Stored records
__________
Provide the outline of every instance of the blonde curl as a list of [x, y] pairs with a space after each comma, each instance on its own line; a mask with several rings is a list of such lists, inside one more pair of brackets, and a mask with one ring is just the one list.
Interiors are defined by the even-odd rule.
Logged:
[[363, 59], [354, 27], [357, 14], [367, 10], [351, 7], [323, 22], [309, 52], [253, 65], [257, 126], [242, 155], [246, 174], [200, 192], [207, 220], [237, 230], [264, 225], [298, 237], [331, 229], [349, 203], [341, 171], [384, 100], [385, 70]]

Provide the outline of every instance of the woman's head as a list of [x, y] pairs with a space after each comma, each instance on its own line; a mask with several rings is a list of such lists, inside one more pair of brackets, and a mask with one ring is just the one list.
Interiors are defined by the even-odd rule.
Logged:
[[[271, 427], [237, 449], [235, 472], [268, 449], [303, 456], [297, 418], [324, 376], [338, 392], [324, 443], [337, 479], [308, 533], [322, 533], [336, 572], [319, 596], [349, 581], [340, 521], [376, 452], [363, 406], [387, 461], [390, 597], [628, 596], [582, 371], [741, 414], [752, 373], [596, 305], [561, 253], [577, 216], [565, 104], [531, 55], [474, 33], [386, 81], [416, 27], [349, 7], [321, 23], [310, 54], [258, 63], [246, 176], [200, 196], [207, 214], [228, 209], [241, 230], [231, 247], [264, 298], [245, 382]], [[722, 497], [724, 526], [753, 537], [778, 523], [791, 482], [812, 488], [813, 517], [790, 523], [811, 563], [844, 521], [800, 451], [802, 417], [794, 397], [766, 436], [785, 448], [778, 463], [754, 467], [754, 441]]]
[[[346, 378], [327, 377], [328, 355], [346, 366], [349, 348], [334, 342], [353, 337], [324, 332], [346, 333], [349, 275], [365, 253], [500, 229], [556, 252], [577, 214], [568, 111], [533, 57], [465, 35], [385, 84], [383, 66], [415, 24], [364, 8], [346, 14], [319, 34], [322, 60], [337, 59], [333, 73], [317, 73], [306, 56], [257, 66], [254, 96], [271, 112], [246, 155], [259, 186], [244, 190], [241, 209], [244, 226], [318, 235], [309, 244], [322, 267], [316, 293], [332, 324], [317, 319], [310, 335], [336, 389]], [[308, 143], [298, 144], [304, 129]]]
__________
> [WORK ORDER]: Pull from the data each line where the string "with" turns up.

> [TASK RESPONSE]:
Provide the outline of every instance of the blonde curl as a list of [x, y] pairs with a space after each comma, each instance on its own line; a mask with several rings is a list of such lists, inside one more pair of brackets, and a mask with one ring is just the one list.
Provide the outline of every instance of the woman's head as a list of [x, y] pairs with a space after each comma, each instance on its own line; a mask with several rings is a list of such lists, inside one more pair of brackets, and a mask with one ring is just the one list.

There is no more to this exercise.